= Beginning of Section =
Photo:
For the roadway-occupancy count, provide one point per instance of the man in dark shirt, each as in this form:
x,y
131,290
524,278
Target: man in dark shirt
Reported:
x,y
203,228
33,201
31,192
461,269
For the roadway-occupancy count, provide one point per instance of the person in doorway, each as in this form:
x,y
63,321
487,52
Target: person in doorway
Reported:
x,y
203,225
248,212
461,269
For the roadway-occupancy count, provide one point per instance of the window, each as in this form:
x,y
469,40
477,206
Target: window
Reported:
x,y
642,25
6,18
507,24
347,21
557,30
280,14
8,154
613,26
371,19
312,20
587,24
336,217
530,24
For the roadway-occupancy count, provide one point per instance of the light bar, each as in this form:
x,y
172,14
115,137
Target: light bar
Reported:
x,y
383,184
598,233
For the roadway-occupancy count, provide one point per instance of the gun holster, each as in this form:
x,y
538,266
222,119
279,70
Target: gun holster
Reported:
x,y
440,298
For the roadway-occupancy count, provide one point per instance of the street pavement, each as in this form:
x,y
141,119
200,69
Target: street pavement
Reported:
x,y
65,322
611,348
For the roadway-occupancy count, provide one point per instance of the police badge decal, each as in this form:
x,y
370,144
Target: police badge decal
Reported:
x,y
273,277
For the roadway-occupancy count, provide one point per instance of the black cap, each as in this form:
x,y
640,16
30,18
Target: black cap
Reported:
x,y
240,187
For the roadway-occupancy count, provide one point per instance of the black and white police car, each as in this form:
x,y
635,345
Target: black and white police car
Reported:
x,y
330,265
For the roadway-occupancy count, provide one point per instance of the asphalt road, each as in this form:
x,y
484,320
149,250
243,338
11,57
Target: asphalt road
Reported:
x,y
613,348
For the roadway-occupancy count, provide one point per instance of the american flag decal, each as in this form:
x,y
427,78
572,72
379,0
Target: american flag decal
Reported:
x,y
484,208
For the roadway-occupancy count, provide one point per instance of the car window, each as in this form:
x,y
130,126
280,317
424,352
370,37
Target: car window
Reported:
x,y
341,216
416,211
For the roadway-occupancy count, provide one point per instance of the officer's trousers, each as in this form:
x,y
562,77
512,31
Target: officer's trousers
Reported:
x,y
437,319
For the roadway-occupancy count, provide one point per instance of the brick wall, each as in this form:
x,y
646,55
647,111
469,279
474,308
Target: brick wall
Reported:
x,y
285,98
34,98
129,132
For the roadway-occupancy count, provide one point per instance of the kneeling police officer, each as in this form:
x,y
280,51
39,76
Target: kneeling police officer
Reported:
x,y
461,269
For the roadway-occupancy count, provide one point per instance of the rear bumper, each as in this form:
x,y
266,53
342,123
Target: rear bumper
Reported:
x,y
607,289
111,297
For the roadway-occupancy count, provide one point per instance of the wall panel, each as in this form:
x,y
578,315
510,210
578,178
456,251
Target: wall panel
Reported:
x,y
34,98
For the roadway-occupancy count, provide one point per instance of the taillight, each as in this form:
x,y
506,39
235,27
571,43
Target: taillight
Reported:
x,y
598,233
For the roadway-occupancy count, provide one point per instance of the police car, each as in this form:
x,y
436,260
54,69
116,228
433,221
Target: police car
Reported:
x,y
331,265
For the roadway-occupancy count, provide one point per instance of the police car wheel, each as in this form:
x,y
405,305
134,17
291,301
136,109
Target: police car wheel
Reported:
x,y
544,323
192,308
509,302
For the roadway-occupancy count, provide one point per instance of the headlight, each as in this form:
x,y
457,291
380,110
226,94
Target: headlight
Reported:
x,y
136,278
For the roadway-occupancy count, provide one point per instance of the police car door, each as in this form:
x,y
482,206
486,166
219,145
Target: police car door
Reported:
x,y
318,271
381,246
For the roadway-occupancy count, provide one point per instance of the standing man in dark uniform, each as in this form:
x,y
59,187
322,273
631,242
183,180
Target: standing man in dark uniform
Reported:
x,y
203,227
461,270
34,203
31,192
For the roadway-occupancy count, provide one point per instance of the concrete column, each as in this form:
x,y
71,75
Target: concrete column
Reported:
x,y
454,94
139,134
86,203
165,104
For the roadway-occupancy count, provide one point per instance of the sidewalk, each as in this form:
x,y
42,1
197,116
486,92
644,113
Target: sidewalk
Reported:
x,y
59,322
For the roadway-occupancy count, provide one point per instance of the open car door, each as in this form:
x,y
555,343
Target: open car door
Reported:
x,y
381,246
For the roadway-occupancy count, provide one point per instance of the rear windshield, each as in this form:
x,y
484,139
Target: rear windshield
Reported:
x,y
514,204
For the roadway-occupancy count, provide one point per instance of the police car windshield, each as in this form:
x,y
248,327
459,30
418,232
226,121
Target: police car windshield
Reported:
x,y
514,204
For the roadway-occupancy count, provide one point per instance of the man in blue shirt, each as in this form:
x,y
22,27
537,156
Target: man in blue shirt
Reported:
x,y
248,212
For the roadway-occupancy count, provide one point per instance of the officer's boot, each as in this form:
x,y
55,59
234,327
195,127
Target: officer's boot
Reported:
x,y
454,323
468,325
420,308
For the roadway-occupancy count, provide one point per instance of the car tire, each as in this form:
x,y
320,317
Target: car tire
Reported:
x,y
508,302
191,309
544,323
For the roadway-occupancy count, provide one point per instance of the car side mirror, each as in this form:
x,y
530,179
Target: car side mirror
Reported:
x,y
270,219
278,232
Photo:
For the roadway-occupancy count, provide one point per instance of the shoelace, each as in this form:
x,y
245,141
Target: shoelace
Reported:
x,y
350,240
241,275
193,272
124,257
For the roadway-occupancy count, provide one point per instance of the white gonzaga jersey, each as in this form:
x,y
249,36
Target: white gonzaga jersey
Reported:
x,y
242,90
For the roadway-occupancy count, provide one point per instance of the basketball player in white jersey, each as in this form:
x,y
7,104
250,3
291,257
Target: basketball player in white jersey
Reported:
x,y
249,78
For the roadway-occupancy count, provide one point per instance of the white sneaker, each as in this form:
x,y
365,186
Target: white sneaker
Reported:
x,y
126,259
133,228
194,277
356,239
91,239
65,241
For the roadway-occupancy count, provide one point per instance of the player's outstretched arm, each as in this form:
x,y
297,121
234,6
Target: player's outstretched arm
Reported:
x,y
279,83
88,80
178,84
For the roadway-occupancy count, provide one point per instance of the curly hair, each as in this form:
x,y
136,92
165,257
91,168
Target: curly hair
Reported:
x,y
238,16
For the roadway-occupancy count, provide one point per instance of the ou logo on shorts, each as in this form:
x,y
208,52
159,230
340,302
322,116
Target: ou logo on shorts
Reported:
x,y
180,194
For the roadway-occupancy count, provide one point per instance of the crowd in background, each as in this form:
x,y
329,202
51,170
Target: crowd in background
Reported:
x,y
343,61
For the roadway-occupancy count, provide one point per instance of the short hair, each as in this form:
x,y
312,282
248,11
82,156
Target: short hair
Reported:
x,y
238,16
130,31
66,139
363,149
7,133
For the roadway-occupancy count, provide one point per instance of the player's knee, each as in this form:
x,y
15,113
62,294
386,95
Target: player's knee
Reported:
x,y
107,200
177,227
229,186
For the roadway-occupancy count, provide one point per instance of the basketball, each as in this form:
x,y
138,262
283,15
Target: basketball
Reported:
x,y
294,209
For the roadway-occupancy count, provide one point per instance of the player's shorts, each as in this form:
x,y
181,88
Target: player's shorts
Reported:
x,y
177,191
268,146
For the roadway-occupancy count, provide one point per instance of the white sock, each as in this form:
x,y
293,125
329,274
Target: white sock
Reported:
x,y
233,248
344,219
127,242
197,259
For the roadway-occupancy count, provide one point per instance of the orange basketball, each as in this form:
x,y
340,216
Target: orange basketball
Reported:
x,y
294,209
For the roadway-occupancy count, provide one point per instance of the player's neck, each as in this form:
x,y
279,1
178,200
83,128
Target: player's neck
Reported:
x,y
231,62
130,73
= End of Section =
= Beginning of Section =
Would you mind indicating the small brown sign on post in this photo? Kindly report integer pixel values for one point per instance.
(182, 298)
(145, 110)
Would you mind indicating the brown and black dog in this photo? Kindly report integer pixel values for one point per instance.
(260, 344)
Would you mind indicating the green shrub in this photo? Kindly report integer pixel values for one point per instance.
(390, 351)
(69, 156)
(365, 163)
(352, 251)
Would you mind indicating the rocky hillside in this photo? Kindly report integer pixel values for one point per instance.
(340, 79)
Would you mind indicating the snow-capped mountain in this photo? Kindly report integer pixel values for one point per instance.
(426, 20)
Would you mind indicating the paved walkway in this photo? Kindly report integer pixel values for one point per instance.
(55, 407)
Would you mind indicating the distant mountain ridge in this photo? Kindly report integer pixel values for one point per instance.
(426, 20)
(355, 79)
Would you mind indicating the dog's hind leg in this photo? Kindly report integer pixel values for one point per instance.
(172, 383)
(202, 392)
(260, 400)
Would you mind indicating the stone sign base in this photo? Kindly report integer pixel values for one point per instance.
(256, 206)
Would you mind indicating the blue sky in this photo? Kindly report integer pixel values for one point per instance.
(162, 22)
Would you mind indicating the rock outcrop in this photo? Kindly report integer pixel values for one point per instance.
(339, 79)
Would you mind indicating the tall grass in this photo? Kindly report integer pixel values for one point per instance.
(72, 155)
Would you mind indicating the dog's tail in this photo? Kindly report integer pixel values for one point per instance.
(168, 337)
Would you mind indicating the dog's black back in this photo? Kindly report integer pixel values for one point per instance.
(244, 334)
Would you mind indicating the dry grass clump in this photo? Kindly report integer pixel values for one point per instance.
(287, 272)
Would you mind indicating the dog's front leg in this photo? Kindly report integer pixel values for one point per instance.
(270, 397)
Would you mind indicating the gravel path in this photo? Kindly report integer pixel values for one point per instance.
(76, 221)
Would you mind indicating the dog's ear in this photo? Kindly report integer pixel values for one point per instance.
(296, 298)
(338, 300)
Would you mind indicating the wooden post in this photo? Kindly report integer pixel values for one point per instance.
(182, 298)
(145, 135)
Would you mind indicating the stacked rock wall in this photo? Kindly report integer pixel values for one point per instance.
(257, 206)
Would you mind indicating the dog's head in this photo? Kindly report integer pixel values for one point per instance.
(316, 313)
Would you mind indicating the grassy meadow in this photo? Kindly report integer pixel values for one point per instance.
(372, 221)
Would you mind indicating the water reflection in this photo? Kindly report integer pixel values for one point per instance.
= End of Section =
= Beginning of Section =
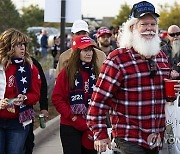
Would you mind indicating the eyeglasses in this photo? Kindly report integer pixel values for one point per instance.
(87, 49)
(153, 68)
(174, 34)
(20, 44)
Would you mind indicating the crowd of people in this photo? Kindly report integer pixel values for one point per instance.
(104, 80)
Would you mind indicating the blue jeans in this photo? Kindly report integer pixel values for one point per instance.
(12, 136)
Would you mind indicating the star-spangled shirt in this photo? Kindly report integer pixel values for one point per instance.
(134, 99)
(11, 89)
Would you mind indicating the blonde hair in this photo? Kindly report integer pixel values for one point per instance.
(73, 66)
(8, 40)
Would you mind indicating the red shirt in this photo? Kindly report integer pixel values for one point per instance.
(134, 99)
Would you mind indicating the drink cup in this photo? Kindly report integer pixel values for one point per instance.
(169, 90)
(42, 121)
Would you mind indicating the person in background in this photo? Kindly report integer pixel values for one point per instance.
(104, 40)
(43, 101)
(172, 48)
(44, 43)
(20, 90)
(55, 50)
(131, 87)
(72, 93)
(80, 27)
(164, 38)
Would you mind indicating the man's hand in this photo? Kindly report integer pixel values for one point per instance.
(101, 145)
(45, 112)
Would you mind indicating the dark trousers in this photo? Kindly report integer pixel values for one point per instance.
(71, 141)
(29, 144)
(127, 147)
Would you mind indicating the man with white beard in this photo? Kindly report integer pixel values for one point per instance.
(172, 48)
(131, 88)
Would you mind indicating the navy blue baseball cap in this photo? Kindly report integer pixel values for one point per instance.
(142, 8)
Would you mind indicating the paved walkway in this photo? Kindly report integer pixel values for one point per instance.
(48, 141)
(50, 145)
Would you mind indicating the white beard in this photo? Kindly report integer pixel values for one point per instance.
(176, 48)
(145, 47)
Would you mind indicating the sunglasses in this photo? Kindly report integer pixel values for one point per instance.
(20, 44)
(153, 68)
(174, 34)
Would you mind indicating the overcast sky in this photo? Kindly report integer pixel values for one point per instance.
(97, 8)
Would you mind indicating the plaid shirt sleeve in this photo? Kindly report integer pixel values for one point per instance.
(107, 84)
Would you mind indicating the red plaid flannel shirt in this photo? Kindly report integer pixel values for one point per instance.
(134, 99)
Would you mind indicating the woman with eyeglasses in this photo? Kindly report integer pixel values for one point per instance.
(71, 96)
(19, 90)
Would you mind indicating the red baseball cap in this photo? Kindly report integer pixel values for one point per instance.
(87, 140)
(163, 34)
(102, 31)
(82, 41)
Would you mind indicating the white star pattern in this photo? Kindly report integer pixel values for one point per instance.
= End of Section =
◆ **What the exercise asks**
The required output is each line of the entries that contains the word "shoelace".

◆ **Your response**
For the roadway-occupancy count, provide one point per instance of the shoelace, each as in this form:
Target: shoelace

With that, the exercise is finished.